_GOAL_. Condense the paragraph of the antenna-components text that begins "A method for producing internal antenna components" into a bulleted list that keeps its main facts.

_GIVEN TEXT_.
──────────────────────────────

Method for producing antenna components

Abstract

A method for producing internal antenna components for small radio devices. A radiator is supported by a flat-topped protrusion formed in a plastic blank—e.g., by pressing with a hot tool. The length of the protrusion sets the height of the planar antenna. The radiator and its conductors are formed by removing material from a conducting film attached to the top of the protrusion. A feed and a shorting conductor are formed as extensions of the radiator. Contacts are attached to the feed and the shorting conductor to connect the antenna component to the radio device. Elongated gaps made in the plastic blank around the edges of the protrusion can facilitate loosening of the component. A plurality of antenna components can be formed on a uniform plastic blank and placed in a common package. The method results in low manufacturing costs and quick production time.

Description

BACKGROUND OF THE INVENTION

The invention relates to a method for producing components suitable for internal radiators, particularly in small-sized radio devices.

A growing number of different mobile phones and other small-sized radio devices are on the market for different telecommunication needs and for customers with different solvency. Regarding the price it is of course desirable that the device assortment extends as low as possible. The price of a device depends mainly on its manufacturing costs, which therefore must be forced low, particularly in cheap models.

──────────────────────────────

_DATASET EXTRACT_.

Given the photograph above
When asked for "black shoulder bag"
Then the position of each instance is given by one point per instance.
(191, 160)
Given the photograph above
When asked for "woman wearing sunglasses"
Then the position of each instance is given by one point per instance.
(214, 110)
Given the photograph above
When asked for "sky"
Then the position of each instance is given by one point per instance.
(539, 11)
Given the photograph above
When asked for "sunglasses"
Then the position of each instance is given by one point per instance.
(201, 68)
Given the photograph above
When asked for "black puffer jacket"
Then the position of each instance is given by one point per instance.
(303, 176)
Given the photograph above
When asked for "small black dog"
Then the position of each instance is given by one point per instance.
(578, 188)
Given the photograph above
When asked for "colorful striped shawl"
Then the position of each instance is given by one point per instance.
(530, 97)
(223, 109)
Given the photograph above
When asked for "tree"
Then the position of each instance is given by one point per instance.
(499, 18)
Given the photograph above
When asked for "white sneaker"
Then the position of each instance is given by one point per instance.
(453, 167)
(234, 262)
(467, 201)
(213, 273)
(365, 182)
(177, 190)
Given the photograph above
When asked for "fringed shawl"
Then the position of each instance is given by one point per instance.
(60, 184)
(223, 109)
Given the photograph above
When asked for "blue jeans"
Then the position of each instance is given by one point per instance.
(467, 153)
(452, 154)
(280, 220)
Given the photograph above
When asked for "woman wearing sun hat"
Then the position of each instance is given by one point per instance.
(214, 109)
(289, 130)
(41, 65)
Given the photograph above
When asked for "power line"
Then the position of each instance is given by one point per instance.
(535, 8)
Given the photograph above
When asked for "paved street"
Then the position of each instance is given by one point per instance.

──────────────────────────────

_EXERCISE SOLUTION_.
- The method produces internal antenna components for small radio devices.
- A flat-topped protrusion in a plastic blank supports the radiator. The protrusion can be formed by pressing with a hot tool.
- The length of the protrusion sets the height of the planar antenna.
- A conducting film is attached to the top of the protrusion. The radiator and its conductors are formed by removing material from this film.
- The feed and the shorting conductor are extensions of the radiator. Contacts attached to them connect the component to the radio device.
- Elongated gaps in the blank around the edges of the protrusion can make the component easier to loosen.
- Several components can be formed on one uniform plastic blank and placed in a common package.
- The method keeps manufacturing costs low and production time short.